WRITTEN INSTRUCTION 1: In the forum post, edit the passage between "15 Apr, 2009, Tyche" and "lass, hilt first.", inclusive, so that "lass" becomes "girl".
WRITTEN INSTRUCTION 2:
Answer these questions about the forum post:
(a) Who wrote the 26th comment, and on what date?
(b) According to Iota, what can be done with a combination of tokens?
(c) What does the post call the features that add emotes onto the normal, fixed echo of certain commands?
WRITTEN INSTRUCTION 3: Which users are named in the forum post? List every one.

TEXT:
☆ ☆ ☆

15 Apr, 2009, Tyche wrote in the 26th comment:
Votes: 0
David Haley said:
Quote
emote hands *sword to >petite, hilt first.
The short, auburn-haired lass hands your long sword to the petite, raven-haired lass, hilt first.

Hey, that's kind of cool. Is that actually encoding some kind of command in the emote so that the emote causes something to happen?

Iota said:
Yeah, you can do several things with a combination of tokens, like picking stuff up or dropping it, taking/putting stuff into containers, giving stuff to people, or looking at objects/people.

The MUD I'm writing a knock-off of lets you do those things with "pre-emotes" and "post-emotes" that add emotes onto the normal, fixed echo of certain commands.


Does anyone find the 'give' command a problem? What if you don't want the item?
Anyone consider implementing an offer/accept/refuse protocol instead like the emote above implies?

☆ ☆ ☆

Records:
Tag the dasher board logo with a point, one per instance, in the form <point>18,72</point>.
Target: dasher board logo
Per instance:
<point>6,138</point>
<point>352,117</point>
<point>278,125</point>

☆ ☆ ☆

FINAL ANSWER 1:
15 Apr, 2009, Tyche wrote in the 26th comment:
Votes: 0
David Haley said:
Quote
emote hands *sword to >petite, hilt first.
The short, auburn-haired girl hands your long sword to the petite, raven-haired girl, hilt first.

FINAL ANSWER 2:
(a) Tyche, on 15 Apr, 2009.
(b) Picking stuff up or dropping it, taking/putting stuff into containers, giving stuff to people, or looking at objects/people.
(c) "Pre-emotes" and "post-emotes."

FINAL ANSWER 3:
Tyche
David Haley
Iota